(Collected data entries)
--
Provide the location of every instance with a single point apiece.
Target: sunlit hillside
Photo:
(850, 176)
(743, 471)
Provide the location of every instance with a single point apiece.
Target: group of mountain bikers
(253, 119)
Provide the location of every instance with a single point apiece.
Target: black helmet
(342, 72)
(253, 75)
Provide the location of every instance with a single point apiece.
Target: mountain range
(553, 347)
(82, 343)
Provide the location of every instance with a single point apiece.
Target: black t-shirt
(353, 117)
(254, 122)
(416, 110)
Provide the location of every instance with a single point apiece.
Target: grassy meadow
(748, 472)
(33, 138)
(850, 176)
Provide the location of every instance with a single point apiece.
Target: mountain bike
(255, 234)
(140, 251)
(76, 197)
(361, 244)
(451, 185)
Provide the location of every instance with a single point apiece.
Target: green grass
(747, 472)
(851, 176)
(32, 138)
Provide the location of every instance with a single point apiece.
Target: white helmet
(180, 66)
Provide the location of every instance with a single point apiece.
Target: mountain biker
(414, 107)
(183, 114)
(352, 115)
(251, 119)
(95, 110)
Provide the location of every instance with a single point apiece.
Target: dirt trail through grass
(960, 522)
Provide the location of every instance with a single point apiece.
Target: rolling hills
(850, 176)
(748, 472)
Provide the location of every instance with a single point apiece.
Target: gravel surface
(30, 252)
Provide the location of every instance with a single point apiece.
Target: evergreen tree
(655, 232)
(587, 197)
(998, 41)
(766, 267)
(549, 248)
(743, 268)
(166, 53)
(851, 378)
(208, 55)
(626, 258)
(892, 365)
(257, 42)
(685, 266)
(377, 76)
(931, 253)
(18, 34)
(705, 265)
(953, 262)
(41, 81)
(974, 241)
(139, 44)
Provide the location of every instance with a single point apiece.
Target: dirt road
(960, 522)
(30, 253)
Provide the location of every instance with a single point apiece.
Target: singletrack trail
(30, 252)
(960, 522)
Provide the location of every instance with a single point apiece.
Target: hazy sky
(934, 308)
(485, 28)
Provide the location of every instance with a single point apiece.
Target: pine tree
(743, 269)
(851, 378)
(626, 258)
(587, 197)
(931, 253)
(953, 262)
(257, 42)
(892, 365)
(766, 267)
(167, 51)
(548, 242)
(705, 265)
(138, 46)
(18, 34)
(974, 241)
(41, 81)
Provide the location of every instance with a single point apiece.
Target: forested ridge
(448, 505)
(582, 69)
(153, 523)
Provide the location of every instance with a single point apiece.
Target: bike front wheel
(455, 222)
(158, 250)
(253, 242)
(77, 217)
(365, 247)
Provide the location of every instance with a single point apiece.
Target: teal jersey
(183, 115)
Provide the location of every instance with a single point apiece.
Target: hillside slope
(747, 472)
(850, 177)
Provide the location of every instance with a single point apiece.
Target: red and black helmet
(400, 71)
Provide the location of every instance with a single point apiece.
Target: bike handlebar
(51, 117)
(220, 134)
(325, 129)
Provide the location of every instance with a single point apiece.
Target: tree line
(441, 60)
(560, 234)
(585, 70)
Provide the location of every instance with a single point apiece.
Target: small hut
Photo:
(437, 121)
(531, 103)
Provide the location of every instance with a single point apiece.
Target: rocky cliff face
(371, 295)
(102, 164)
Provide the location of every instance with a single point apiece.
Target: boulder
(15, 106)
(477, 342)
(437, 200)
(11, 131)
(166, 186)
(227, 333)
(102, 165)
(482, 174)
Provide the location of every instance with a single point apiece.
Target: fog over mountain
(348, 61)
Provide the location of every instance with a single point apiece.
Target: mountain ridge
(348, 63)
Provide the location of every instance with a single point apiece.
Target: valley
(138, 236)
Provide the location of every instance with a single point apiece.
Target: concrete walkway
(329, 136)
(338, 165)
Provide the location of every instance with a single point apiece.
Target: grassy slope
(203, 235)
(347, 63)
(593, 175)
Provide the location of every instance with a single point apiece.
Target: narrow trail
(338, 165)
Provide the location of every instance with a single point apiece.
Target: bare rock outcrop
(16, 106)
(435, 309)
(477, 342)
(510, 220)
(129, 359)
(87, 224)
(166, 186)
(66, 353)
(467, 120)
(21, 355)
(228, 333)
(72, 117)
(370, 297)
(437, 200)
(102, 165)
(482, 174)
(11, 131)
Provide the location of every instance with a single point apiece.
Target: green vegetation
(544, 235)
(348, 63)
--
**PROBLEM TO SOLVE**
Please list each line in the records above that contains the string "dirt", treating uppercase and lowercase letters as different.

**EXERCISE RESULT**
Target: dirt trail through grass
Target: dirt road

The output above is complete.